§ **Problem details**
Please copy the listing from the line with "I bet you can't find the pen" up to and including the line with "[63,13,237,294]", keeping each line in that range. Scale every bounding-box coordinate by 1.1 and round to whole numbers, with halves going up.

§ **Data extract**
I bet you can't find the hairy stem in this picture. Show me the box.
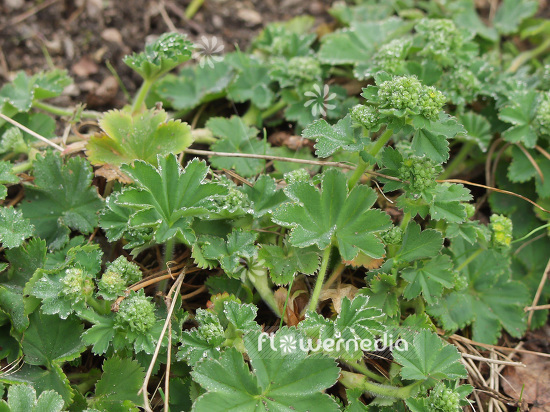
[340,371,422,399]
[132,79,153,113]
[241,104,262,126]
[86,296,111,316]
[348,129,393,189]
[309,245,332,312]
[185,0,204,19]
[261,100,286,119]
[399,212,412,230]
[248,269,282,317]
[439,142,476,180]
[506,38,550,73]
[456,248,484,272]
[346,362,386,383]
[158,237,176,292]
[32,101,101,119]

* * *

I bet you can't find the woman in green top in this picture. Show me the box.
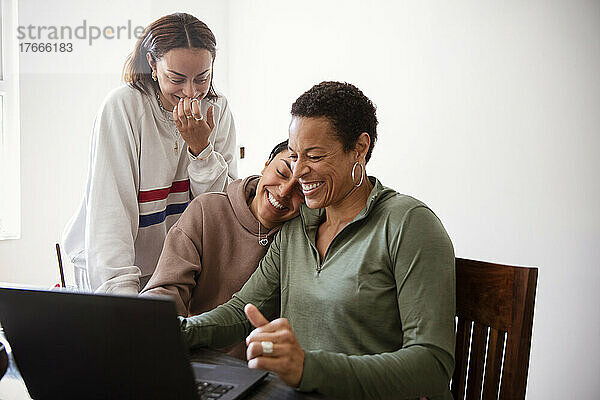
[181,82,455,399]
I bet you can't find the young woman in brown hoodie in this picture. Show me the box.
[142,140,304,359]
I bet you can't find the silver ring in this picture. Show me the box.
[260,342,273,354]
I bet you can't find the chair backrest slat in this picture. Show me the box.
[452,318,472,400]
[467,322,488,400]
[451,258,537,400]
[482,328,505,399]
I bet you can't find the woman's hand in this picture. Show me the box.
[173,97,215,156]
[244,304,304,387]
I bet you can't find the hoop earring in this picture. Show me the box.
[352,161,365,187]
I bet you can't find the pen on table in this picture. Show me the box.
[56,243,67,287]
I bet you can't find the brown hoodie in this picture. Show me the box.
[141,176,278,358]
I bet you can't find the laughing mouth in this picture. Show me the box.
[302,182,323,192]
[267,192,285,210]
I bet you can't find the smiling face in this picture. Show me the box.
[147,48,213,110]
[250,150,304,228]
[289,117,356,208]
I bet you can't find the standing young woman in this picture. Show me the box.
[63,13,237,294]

...

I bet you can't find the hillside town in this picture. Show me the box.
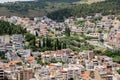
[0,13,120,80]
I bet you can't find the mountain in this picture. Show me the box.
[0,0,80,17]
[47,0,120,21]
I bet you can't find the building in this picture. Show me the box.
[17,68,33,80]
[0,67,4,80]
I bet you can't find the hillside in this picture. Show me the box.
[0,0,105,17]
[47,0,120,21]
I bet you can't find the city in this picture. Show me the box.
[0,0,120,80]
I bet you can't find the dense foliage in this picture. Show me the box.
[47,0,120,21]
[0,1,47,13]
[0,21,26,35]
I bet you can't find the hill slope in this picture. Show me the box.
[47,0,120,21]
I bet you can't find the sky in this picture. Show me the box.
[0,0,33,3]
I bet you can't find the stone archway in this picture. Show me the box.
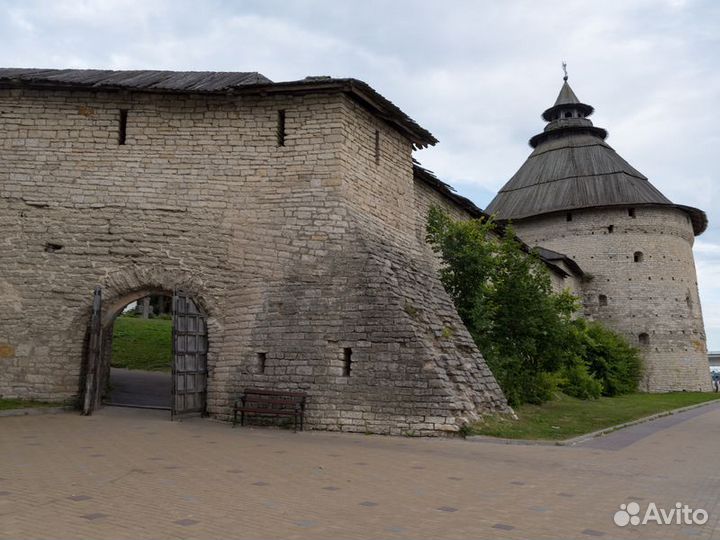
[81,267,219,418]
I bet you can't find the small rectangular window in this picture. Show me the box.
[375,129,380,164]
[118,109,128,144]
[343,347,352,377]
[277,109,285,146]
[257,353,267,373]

§ **Output for this task**
I bet you can't find the pen on table in this picture. Show me the box.
[62,267,74,316]
I bet you can't find the brown hoodie in this picture. Show me the box.
[155,194,306,394]
I bet you can't find the laughing mouth in this picture. Show me the box.
[332,200,355,211]
[294,211,314,231]
I bet you can't find the smiling face in this picture. Show me the box.
[162,53,234,121]
[275,165,334,251]
[318,129,392,229]
I bet you can't find the standing young woman in this picture. Show me the box.
[69,14,261,323]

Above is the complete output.